> **Text block**:
Reference
Abstract
Zanzibar is a consistent, global authorization systems used by Google Calendar, Cloud, Drive, Maps, Photos and Youtube. It scales to billions of users, trillions of ACLs (access control list) and millions of QPS. It maintains 95th latency of less than 10 milliseconds and 5-9s availability over 3 years of production use.
Introduction
Zanzibar is a unified system that allows inter-application usages.
Goals for Zanzibar:
- Correctness
- Consistency
- Flexibility
- Support a rich set of access control policies.
- Low latency
- High availability
- Large scale
Zanzibar features:
- A simple data model and a powerful configuration language
- User can define arbitrary relations between users and objects, like owner.
- Support set-algebraic operators such as intersection and union.
- ACL: user U has relation R to object O.
- U can also be a user group, referring to another ACL.
- Commenter is also viewer.
- User group can contains other user groups. Nested groups may lead to long chain for ACL checks.
- An ACL check request may fan out to multiple servers.
- U can also be a user group, referring to another ACL.
- All ACLs are globally replicated to server large QPS quickly.

> **Dataset excerpts**:
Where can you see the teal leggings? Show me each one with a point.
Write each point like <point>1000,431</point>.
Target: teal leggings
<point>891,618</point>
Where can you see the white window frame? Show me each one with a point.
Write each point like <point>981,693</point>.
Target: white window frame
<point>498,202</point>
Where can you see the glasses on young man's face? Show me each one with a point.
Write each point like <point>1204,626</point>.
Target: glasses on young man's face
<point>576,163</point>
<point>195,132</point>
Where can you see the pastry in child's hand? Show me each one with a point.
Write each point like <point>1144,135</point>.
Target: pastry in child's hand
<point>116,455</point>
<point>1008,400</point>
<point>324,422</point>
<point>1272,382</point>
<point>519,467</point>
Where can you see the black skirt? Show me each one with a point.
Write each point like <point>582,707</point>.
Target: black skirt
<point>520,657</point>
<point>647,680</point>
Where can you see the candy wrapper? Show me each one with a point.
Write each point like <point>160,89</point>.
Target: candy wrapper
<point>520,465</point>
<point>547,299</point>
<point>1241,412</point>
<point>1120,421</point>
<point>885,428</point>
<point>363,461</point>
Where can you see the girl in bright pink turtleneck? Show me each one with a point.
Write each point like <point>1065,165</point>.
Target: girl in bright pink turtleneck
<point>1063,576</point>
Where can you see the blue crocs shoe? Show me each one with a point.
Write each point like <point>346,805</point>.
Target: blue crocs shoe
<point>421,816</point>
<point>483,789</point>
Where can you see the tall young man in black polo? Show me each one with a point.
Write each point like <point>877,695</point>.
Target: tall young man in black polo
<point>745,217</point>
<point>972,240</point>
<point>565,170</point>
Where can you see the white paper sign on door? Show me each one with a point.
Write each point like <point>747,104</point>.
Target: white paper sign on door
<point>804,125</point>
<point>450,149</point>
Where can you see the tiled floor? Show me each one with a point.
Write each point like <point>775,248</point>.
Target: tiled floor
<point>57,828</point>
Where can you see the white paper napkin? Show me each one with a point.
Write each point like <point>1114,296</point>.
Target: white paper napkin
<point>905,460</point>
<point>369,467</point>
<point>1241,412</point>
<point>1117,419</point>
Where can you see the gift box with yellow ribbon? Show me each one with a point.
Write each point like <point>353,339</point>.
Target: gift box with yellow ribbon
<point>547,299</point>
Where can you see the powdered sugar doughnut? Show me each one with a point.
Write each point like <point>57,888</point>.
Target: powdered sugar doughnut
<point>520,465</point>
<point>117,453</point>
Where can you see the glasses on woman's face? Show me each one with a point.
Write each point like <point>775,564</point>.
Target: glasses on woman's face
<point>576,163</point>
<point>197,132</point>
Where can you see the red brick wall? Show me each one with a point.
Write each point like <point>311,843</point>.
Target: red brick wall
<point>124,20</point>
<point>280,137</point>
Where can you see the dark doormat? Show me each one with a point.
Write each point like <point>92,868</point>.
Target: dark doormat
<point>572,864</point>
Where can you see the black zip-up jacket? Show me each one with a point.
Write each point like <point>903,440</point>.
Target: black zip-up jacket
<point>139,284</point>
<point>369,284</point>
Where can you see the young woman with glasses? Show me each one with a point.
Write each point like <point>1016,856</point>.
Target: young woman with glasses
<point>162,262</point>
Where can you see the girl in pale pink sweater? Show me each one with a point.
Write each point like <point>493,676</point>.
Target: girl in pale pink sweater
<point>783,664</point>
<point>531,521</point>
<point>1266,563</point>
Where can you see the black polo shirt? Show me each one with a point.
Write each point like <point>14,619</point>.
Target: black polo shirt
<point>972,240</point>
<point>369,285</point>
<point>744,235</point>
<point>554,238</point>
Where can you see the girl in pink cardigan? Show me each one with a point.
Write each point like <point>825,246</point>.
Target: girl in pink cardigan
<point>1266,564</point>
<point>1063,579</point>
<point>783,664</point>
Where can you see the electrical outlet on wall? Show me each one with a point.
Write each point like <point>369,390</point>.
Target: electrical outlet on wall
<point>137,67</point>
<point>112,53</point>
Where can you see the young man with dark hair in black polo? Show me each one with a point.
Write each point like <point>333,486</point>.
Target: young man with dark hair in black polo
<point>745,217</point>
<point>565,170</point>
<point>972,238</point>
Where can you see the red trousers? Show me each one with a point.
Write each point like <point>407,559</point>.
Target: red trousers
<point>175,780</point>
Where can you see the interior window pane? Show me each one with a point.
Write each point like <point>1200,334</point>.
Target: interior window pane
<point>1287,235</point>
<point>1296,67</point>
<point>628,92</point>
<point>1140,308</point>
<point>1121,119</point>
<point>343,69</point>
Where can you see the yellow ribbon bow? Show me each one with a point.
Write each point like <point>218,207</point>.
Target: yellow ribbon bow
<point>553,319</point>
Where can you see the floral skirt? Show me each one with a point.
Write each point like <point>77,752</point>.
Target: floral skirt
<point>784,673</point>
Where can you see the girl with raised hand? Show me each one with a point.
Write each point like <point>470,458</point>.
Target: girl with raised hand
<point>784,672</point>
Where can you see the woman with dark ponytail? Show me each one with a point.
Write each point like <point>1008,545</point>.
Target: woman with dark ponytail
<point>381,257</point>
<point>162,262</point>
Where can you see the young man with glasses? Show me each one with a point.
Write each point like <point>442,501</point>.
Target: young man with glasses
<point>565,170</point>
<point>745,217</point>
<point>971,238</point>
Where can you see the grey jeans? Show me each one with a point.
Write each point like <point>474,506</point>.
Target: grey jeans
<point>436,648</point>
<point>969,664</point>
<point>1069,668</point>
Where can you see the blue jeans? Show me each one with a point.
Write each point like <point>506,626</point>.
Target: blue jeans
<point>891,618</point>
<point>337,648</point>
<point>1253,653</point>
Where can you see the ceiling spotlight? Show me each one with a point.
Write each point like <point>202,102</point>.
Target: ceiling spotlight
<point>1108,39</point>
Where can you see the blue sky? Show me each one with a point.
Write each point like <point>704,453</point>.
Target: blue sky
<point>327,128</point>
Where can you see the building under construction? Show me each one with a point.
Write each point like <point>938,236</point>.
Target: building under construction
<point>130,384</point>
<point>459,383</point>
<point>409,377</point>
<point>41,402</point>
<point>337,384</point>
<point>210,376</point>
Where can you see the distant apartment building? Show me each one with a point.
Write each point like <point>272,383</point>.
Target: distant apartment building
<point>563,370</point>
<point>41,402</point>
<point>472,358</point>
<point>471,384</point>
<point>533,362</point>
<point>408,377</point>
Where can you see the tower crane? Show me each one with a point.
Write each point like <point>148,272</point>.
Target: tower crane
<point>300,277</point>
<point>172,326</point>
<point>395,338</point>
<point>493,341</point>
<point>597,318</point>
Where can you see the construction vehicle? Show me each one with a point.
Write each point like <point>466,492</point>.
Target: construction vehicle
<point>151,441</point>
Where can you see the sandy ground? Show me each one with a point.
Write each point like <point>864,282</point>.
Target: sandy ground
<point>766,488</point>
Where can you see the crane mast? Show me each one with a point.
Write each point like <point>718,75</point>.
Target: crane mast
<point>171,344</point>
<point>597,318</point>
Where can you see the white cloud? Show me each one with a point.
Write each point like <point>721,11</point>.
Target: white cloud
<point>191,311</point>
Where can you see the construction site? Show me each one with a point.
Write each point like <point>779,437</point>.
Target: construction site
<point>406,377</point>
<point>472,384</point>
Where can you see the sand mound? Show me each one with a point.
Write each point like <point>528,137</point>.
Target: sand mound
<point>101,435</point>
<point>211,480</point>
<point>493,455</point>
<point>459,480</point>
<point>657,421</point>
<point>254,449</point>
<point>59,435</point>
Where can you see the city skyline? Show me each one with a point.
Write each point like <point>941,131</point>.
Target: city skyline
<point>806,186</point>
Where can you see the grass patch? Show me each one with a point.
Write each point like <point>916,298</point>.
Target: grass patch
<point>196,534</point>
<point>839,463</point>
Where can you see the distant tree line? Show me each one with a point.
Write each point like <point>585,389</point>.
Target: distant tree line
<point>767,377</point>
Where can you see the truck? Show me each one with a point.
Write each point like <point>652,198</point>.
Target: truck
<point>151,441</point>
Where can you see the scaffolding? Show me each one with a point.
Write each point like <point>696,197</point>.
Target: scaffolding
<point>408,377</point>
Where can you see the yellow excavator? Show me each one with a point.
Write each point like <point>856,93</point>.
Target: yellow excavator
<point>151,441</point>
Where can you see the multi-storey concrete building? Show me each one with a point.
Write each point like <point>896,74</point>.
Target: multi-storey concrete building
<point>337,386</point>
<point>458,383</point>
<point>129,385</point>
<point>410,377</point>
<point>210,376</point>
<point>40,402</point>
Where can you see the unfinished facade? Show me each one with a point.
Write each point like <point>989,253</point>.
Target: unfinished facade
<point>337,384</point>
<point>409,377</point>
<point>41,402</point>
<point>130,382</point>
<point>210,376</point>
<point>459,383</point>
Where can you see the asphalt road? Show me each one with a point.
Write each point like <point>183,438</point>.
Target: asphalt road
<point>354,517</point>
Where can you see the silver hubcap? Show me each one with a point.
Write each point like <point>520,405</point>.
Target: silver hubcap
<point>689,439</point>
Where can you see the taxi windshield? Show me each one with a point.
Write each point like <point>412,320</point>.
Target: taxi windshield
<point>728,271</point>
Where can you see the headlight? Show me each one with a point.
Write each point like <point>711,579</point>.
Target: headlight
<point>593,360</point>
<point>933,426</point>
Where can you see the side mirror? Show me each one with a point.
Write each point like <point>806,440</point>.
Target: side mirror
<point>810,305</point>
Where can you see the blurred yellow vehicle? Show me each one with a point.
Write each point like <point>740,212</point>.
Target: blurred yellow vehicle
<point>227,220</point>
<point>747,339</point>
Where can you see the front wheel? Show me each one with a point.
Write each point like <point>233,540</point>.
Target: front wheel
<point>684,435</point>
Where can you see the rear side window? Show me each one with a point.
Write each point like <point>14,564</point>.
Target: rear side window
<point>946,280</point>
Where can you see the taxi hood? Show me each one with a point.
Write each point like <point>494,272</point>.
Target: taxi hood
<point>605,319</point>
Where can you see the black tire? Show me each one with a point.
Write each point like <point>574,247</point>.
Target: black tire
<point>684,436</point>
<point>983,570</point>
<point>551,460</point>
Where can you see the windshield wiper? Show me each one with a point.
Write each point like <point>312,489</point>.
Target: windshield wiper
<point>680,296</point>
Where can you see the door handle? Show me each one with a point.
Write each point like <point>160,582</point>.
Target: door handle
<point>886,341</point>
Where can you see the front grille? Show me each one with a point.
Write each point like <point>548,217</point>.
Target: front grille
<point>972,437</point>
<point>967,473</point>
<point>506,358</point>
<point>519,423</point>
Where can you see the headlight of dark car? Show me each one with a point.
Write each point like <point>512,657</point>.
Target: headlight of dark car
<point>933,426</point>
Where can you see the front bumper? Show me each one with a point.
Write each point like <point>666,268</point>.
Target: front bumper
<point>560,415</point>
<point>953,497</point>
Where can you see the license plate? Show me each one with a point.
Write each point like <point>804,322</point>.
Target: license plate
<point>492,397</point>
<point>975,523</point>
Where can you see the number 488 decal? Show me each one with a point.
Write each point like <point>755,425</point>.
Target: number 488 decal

> **Work to be completed**:
Can you write out the Zanzibar notes again, starting with "Introduction" and going on through "access control policies.", and switch "Flexibility" to "Adaptability"?

> **Output for this task**:
Introduction
Zanzibar is a unified system that allows inter-application usages.
Goals for Zanzibar:
- Correctness
- Consistency
- Adaptability
- Support a rich set of access control policies.